→ **Task statement**
Transcribe the portion of the sinc resampler commit below that begins at the words "Code provided by" and stops after the words "interpolator (SSE version).".

→ **Source passage**
•••••
Implement a band-limited sinc resampler

This is essentially a 12-point sinc resampler, unless it's resampling to a rate
higher than the output, at which point it will vary between 12 and 24 points
and do anti-aliasing to avoid/reduce frequencies going over nyquist.

Code provided by Christopher Fitzgerald.

1 files changed, 66 insertions, 0 deletions

diff --git a/Alc/mixer_sse.c b/Alc/mixer_sse.c
index e67c9cca..87a17e2c 100644
--- a/Alc/mixer_sse.c
+++ b/Alc/mixer_sse.c
@@ -12,6 +12,72 @@
 #include "mixer_defs.h"
 
 
+// Obtain the next sample from the interpolator (SSE version).
+static inline ALfloat bsinc32_sse(const BsincState *state, const ALfloat *in, const ALuint frac)
+{
+    const __m128 sf4 = _mm_set1_ps(state->sf);
+    ALfloat pf, r;
+    ALuint pi;
+
+    // Calculate the phase index and factor.
+#define FRAC_PHASE_BITDIFF (FRACTIONBITS-BSINC_PHASE_BITS)
+    pi = frac >> FRAC_PHASE_BITDIFF;
+    pf = (frac & ((1<<FRAC_PHASE_BITDIFF)-1)) * (1.0f/(1<<FRAC_PHASE_BITDIFF));
+#undef FRAC_PHASE_BITDIFF
+
+    {
+        const ALuint m = state->m;
+        const ALint l = state->l;
+        const ALfloat *fil = state->coeffs[pi].filter;
+        const ALfloat *scd = state->coeffs[pi].scDelta;
+        const ALfloat *phd = state->coeffs[pi].phDelta;
+        const ALfloat *spd = state->coeffs[pi].spDelta;
+        const __m128 pf4 = _mm_set1_ps(pf);
+        __m128 r4 = _mm_setzero_ps();
+        ALuint j_f;
+        ALint j_s;
+
+        // Apply the scale and phase interpolated filter.
+        for(j_f = 0,j_s = l;j_f < m;j_f+=4,j_s+=4)
•••••
→ **Given data**

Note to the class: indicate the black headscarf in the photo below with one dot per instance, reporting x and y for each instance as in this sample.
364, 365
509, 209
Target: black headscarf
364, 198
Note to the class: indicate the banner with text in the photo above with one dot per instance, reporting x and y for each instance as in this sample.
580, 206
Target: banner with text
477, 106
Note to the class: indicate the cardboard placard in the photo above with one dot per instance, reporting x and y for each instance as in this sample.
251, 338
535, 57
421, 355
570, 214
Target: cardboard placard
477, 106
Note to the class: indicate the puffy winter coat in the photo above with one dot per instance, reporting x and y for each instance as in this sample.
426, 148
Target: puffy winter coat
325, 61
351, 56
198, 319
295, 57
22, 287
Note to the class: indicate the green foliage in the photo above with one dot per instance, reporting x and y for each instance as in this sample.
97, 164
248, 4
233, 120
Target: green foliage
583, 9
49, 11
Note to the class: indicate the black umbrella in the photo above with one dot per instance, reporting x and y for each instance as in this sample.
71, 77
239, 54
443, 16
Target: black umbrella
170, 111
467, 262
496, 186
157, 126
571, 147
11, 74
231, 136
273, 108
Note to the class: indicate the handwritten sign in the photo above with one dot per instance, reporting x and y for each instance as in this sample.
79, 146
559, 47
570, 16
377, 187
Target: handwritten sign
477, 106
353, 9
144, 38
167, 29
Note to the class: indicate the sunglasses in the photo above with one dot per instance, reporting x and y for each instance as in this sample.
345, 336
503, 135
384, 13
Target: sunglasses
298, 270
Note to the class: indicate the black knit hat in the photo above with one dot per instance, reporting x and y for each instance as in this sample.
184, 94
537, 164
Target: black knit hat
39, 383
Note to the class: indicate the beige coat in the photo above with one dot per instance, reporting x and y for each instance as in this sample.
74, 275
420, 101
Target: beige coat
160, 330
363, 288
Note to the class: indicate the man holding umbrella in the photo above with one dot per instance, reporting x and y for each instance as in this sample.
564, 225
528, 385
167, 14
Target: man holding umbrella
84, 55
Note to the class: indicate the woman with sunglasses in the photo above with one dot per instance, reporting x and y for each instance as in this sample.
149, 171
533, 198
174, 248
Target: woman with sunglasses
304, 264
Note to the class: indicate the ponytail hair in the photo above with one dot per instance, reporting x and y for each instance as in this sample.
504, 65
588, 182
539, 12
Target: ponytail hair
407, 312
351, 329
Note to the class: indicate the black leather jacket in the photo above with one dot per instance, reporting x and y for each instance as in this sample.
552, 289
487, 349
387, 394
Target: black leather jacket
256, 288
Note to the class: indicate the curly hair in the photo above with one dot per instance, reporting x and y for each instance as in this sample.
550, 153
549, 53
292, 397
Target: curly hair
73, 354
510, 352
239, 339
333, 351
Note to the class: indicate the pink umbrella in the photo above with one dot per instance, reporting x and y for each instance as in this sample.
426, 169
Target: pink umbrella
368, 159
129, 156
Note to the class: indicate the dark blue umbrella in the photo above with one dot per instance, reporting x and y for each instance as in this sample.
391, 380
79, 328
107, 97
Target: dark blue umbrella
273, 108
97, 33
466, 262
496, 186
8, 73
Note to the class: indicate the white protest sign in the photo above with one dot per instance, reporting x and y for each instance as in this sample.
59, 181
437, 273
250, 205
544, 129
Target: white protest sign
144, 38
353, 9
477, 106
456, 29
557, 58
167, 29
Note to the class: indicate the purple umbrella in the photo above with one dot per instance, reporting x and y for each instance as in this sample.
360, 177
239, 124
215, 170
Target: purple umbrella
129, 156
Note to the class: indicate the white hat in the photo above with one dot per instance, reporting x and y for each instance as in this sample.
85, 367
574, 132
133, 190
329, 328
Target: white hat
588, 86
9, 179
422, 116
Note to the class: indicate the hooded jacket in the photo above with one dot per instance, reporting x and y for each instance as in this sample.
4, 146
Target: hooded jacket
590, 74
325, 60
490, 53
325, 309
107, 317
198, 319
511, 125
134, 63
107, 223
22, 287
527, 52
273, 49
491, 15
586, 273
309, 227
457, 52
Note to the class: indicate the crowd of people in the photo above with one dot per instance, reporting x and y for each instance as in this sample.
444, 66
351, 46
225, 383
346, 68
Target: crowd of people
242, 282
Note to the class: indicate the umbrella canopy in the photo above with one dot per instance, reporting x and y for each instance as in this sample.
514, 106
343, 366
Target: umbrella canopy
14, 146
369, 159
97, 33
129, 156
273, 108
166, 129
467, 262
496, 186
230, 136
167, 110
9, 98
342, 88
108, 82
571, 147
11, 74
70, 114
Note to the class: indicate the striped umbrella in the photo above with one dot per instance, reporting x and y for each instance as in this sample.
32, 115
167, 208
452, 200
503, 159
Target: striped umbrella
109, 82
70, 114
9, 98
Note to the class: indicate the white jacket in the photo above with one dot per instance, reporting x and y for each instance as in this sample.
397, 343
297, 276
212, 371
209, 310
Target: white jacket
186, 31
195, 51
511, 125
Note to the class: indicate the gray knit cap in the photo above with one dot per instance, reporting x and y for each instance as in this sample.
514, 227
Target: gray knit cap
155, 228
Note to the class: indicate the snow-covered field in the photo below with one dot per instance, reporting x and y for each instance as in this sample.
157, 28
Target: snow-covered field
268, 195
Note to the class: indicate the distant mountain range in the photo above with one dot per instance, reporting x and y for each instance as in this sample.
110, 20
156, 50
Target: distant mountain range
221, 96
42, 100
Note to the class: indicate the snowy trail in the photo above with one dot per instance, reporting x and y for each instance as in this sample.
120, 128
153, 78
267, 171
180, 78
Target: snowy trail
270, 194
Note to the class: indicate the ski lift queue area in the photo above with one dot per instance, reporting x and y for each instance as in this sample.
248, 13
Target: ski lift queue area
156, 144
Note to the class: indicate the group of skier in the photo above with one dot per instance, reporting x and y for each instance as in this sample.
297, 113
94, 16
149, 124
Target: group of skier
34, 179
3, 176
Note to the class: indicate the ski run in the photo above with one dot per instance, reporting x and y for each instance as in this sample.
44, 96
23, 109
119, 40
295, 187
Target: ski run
•••••
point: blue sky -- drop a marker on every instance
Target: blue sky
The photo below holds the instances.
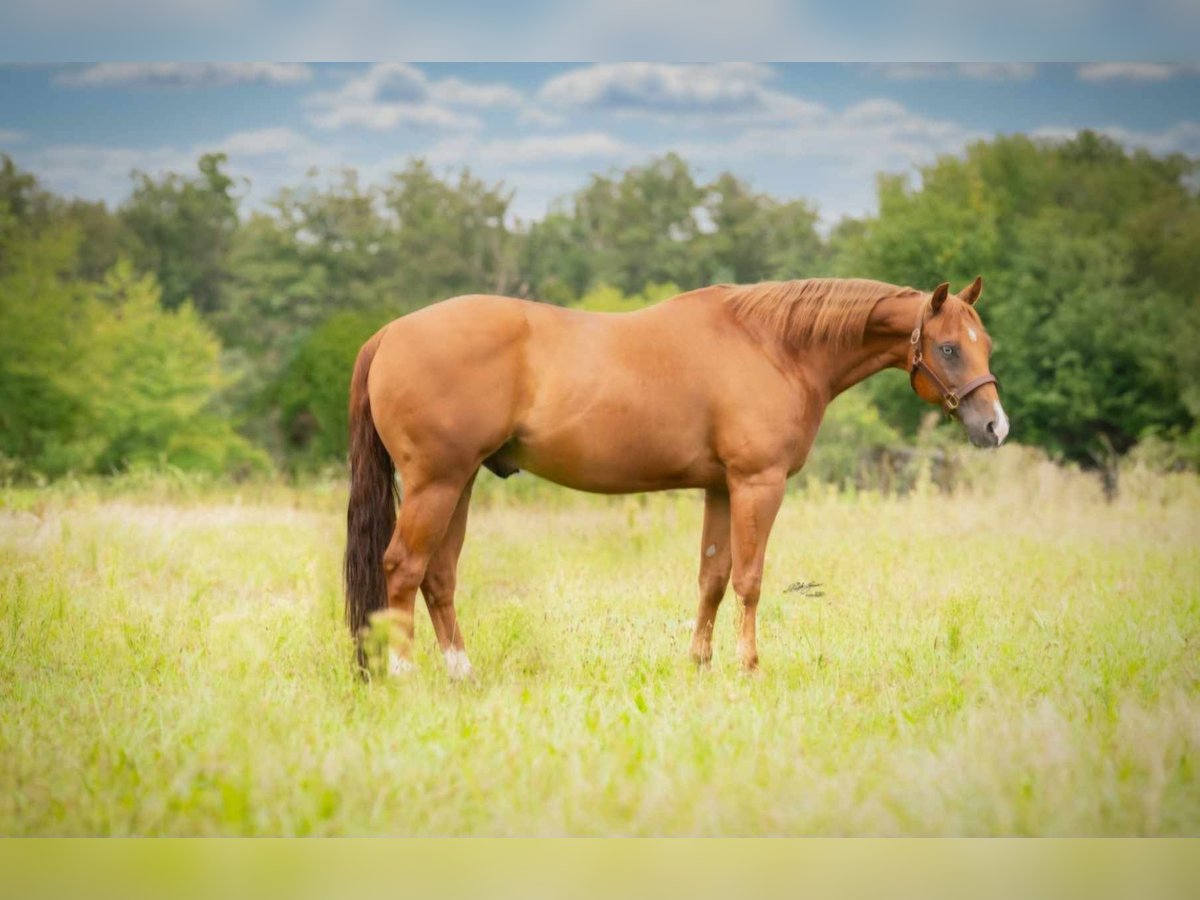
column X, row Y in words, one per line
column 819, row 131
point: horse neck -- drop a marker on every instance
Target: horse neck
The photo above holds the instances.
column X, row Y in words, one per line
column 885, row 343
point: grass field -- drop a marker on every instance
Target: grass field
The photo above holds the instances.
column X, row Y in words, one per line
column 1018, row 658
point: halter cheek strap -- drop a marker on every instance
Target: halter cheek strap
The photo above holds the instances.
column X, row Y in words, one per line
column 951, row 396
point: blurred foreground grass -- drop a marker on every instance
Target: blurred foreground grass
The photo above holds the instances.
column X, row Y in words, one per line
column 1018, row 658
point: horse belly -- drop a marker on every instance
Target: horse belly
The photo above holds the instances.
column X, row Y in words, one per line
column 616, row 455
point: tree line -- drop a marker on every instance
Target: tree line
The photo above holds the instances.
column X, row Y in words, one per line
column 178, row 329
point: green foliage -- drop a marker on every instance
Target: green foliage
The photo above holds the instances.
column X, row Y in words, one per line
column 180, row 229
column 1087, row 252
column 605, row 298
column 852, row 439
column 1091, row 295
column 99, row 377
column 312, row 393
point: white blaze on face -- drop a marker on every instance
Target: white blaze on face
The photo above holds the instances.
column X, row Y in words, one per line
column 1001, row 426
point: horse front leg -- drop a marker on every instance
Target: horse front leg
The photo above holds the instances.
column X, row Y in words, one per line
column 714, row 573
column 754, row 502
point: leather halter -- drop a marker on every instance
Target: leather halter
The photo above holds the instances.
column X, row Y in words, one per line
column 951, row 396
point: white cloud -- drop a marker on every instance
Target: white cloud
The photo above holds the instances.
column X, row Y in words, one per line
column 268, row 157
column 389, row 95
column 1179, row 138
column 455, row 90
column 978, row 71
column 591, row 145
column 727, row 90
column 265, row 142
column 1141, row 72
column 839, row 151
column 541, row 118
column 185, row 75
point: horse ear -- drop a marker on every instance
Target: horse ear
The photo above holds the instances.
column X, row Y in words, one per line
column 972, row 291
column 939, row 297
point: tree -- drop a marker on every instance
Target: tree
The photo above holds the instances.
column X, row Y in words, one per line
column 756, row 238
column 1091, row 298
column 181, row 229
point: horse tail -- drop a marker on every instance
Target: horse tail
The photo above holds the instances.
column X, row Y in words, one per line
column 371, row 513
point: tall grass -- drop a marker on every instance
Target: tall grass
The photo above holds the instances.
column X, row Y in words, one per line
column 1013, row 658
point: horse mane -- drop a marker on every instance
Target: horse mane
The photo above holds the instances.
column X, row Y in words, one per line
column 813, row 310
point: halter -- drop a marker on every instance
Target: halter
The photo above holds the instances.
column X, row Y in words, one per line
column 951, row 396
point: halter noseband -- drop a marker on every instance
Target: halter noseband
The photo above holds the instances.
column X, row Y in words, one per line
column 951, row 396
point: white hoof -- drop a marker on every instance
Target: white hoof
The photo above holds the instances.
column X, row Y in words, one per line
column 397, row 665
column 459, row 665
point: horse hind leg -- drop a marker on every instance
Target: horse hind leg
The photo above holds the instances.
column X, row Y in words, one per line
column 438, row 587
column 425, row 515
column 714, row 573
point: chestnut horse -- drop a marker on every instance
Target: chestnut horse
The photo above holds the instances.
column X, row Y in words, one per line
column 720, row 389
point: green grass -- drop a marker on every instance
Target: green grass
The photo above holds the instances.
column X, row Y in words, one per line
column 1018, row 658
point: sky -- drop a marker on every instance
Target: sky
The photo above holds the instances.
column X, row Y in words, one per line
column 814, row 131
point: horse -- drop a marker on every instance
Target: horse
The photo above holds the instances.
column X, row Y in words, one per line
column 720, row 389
•••••
→ **Completed task**
Code provided by Christopher Fitzgerald.

1 files changed, 66 insertions, 0 deletions

diff --git a/Alc/mixer_sse.c b/Alc/mixer_sse.c
index e67c9cca..87a17e2c 100644
--- a/Alc/mixer_sse.c
+++ b/Alc/mixer_sse.c
@@ -12,6 +12,72 @@
 #include "mixer_defs.h"
 
 
+// Obtain the next sample from the interpolator (SSE version).